* start Page *
The names of all document processors.

add_processor(name: str, processor: Union[DocProcessor, DocProcessorGroup], position: Optional[int] = None) None#

Add a document processor to the group.

Parameters:
  • name – The name of the processor.

  • processor – The processor or processor group.

  • position – The position at which to insert it. Will append if left

  • unspecified.

remove_processor(name: str) None#

Remove a processor from the group.

Parameters:

name – The name of the processor.

__getitem__(name: str) Union[DocProcessor, DocProcessorGroup]#

Get a document processor by name.

Parameters:

name – The name of the document processor.

Returns:

The document processor.

process(doc: Document, enabled: Optional[set[str]] = None, disabled: Optional[set[str]] = None) None#

Process a document, by passing it to this group’s processors.

Parameters:
  • doc – The document to be processed.

  • enabled – A set of strings, indicating which document processors to run for this document. By default, all document processors are used. In case of nested, it’s necessary to supply both the name of the processor group, and all of its containing processors (or a subset thereof).

  • disabled – A set of strings, indicating which document processors not to run for this document. Cannot be used together with enabled.

docdeid.process.redactor#

class docdeid.process.redactor.Redactor#

Bases: DocProcessor, ABC

Takes care of redacting the text by modifying it, based on the input text and annotations.

Instantiations should implement the logic in Redactor.redact().

process(doc: Document, **kwargs) None#

Process a document by redacting it, according to the logic in Redactor.redact().

Parameters:
  • doc – The document to process.

  • **kwargs – Any other arguments.

abstract redact(text: str, annotations: AnnotationSet) str#

Redact the text.

Parameters:
  • text – The input text.

  • annotations – The annotations that are produced by previous document

  • processors.

Returns:

The redacted text.

class docdeid.process.redactor.RedactAllText(open_char: str = '[', close_char: str = ']')#

Bases: Redactor

Literally redacts all text. Might for example be used when an error is raised.
* end Page *
### What you will do
1. In the docdeid reference, which parameter of the group's process method cannot be used together with enabled?
2. Write out the passage of the docdeid reference from "process(doc: Document, **kwargs)" to "document to process.".
* start Data rows *
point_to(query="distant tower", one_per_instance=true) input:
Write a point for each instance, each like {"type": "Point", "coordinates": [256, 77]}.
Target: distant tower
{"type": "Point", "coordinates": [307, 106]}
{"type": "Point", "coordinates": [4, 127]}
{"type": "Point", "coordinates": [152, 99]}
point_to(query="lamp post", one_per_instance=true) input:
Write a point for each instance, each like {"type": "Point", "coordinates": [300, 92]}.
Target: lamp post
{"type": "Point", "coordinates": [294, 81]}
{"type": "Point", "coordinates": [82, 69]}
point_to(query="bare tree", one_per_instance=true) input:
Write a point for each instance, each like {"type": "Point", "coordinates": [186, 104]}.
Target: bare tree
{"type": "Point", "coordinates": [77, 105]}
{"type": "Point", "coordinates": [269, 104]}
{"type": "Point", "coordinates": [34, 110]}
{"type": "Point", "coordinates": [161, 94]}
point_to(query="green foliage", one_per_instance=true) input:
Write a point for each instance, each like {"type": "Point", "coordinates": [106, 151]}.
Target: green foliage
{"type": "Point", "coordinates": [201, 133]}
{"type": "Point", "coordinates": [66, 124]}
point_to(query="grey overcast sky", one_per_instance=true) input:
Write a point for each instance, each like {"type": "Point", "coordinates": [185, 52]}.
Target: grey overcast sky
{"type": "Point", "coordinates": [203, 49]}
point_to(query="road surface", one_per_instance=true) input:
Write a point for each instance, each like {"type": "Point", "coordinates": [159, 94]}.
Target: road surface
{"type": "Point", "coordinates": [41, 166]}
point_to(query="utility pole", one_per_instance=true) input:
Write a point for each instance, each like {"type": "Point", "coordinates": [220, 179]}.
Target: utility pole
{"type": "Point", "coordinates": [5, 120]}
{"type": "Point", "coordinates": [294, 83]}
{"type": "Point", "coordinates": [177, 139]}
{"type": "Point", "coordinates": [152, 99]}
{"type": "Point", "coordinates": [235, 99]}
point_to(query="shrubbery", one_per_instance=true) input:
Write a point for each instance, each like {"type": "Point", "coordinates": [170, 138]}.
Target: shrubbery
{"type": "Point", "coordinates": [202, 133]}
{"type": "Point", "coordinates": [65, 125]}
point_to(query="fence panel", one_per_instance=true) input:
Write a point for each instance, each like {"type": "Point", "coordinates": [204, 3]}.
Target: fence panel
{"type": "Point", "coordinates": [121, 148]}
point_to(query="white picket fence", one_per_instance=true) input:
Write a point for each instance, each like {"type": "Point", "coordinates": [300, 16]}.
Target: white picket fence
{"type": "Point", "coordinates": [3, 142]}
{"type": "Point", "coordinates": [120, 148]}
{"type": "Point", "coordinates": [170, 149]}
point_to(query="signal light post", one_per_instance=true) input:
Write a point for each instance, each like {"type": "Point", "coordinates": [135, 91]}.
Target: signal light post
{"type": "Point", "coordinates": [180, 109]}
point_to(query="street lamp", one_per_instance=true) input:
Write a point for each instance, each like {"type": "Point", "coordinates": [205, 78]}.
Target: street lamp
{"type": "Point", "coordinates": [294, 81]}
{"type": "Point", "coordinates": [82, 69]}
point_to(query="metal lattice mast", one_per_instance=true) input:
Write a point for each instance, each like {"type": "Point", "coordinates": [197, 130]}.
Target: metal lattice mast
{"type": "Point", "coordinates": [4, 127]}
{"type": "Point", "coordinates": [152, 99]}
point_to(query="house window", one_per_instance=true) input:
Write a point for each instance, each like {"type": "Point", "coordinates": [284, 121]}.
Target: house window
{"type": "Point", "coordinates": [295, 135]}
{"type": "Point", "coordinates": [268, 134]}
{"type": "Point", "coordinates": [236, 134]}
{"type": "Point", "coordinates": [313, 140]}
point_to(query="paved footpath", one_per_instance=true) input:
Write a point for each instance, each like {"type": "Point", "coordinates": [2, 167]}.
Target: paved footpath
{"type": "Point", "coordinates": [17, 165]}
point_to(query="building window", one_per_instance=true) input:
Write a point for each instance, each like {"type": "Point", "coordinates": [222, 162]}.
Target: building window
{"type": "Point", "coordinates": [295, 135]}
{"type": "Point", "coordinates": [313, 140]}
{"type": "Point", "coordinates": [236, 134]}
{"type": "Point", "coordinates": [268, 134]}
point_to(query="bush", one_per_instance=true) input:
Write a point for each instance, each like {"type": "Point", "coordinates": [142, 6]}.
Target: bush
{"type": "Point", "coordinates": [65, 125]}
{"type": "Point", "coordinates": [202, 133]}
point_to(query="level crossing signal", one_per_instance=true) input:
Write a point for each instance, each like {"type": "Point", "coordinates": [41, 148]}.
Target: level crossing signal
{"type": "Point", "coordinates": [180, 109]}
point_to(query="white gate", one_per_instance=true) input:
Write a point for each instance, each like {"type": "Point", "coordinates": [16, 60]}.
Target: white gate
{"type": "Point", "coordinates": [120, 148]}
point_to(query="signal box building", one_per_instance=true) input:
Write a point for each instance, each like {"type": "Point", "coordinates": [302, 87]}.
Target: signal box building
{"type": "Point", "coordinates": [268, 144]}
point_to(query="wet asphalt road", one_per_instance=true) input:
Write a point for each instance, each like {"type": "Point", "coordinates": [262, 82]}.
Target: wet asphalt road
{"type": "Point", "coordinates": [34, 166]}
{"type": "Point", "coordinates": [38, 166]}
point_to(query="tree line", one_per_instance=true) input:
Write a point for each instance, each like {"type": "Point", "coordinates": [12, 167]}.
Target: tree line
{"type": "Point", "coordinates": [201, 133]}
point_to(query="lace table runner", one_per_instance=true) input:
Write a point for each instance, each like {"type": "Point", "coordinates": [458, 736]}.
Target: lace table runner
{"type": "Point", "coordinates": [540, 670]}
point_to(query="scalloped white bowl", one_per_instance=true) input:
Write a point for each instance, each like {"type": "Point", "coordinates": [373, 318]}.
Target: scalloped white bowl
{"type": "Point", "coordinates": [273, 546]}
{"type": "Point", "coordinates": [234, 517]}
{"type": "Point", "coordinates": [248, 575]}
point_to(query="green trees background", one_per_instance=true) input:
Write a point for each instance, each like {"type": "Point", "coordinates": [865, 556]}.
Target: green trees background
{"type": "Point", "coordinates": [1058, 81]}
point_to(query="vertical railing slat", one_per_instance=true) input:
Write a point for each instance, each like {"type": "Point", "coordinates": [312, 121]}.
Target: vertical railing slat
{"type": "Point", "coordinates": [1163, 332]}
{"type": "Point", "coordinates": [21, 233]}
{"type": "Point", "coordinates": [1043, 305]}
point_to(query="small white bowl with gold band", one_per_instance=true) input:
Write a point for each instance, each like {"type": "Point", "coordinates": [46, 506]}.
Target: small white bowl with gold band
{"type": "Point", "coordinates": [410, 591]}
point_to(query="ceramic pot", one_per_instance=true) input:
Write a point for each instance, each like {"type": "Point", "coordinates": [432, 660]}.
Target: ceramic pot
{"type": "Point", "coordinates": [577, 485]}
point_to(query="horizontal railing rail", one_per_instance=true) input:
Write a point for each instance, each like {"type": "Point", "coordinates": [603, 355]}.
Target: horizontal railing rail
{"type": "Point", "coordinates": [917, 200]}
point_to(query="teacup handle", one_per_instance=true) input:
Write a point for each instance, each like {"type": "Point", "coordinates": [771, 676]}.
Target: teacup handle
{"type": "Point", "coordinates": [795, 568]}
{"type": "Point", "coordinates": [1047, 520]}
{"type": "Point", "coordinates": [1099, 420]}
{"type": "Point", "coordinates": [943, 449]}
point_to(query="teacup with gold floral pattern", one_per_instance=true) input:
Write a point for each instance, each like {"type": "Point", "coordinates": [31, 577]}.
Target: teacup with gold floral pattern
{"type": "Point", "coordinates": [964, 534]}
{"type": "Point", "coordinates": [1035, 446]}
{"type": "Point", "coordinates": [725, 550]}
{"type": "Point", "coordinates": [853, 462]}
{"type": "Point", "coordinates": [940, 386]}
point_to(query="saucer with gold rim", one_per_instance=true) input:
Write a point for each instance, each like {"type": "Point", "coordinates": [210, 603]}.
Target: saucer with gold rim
* end Data rows *
### Problem solutions
1. The disabled parameter.

2.
process(doc: Document, **kwargs) None#

Process a document by redacting it, according to the logic in Redactor.redact().

Parameters:
  • doc – The document to process.